To be done:
Copy these lines, substituting "occurrence" for every "instance" and changing nothing else. Omit the pictures.

____________________

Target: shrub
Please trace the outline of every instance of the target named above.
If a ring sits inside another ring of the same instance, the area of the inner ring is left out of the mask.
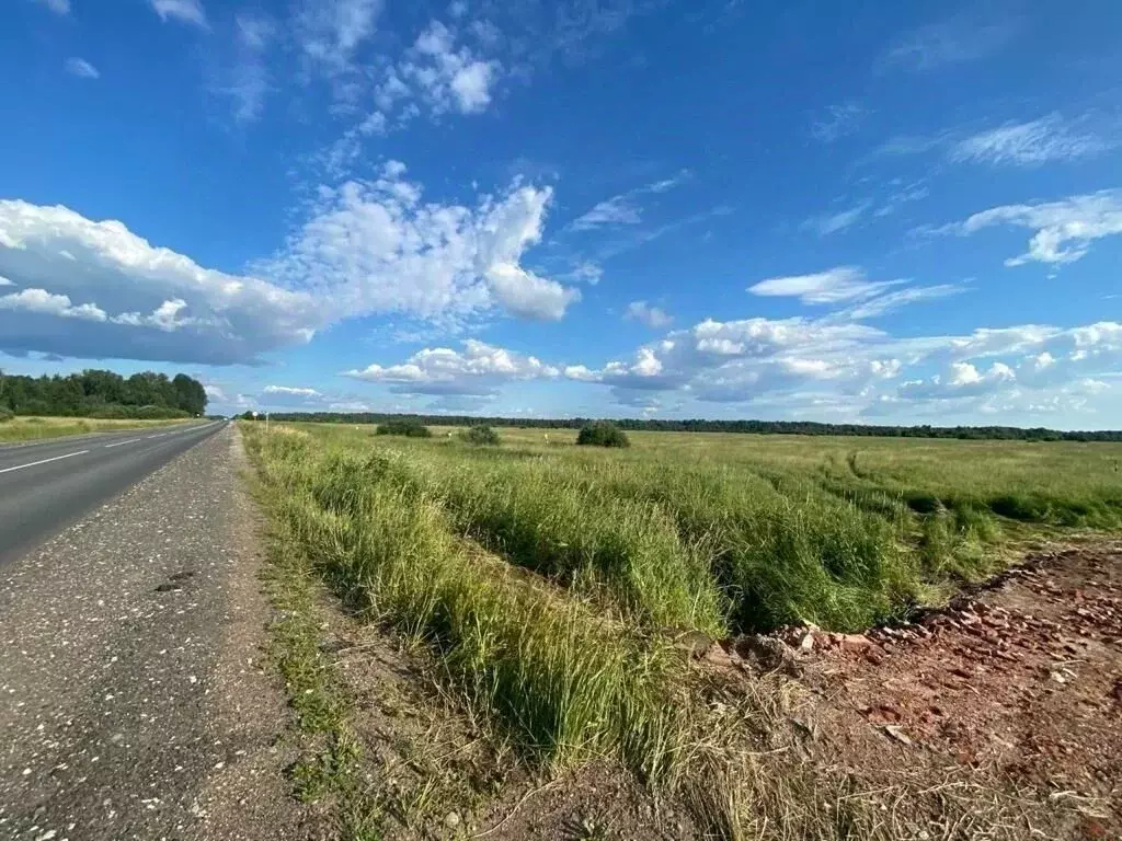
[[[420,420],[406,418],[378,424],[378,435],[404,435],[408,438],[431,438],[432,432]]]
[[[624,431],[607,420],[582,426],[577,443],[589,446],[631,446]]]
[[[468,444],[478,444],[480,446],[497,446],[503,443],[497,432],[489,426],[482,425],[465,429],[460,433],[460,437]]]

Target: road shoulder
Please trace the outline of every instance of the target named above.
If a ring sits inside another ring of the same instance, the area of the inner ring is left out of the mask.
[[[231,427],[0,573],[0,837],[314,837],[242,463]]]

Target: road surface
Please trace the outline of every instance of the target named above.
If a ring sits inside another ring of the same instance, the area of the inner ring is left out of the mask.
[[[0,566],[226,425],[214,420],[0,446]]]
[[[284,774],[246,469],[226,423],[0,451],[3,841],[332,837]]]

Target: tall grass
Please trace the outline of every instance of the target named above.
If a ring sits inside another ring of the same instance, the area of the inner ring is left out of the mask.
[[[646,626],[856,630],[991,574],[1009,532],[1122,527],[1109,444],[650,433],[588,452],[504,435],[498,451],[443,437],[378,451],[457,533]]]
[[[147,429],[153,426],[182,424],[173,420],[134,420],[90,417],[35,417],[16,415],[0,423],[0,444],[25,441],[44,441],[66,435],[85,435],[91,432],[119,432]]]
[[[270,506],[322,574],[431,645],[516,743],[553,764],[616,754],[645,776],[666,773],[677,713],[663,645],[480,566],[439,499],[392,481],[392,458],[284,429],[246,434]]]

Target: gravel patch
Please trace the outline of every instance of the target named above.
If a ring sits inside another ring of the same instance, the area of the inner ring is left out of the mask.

____________________

Task output:
Target: shrub
Please trace the outline of every occurrence of the target named above.
If a ring sits inside another ring of the same occurrence, the area of the inner ring is left out of the mask.
[[[420,420],[406,418],[378,424],[378,435],[404,435],[408,438],[431,438],[432,432]]]
[[[624,431],[607,420],[582,426],[577,443],[589,446],[631,446]]]
[[[468,444],[478,444],[480,446],[497,446],[503,443],[497,432],[489,426],[482,425],[465,429],[460,433],[460,437]]]

Target: road shoulder
Please trace the outline of every occurrence of the target named above.
If a ring sits inside another ring of the same occurrence, the area of the inner ring is left out of the mask.
[[[231,427],[0,573],[0,837],[314,837],[242,463]]]

Target: road surface
Please trace the outline of every occurrence of the target named above.
If a ring sits inside another ring of the same occurrence, the area of the inner ring is left out of the mask.
[[[0,566],[226,425],[214,420],[0,446]]]
[[[284,774],[246,469],[226,423],[0,451],[3,841],[332,837]]]

Target: tall grass
Please trace the outline of every occurrence of the target named above.
If a ring sits inside another ring of the same occurrence, the area of the inner ring is left out of the mask.
[[[646,626],[856,630],[991,574],[1009,532],[1122,527],[1109,444],[650,433],[588,452],[504,435],[498,451],[443,437],[378,451],[457,533]]]
[[[147,429],[153,426],[182,424],[173,420],[134,420],[90,417],[35,417],[16,415],[0,423],[0,444],[25,441],[44,441],[66,435],[85,435],[91,432],[119,432]]]
[[[270,506],[322,574],[431,645],[516,743],[553,764],[616,754],[645,776],[666,773],[677,713],[663,645],[480,566],[439,499],[392,481],[392,458],[284,429],[246,434]]]

Target: gravel patch
Please trace the outline of every occurrence of the target named above.
If a ring sits inside another ring of the same occurrence, the area of the inner ring is left out of the mask.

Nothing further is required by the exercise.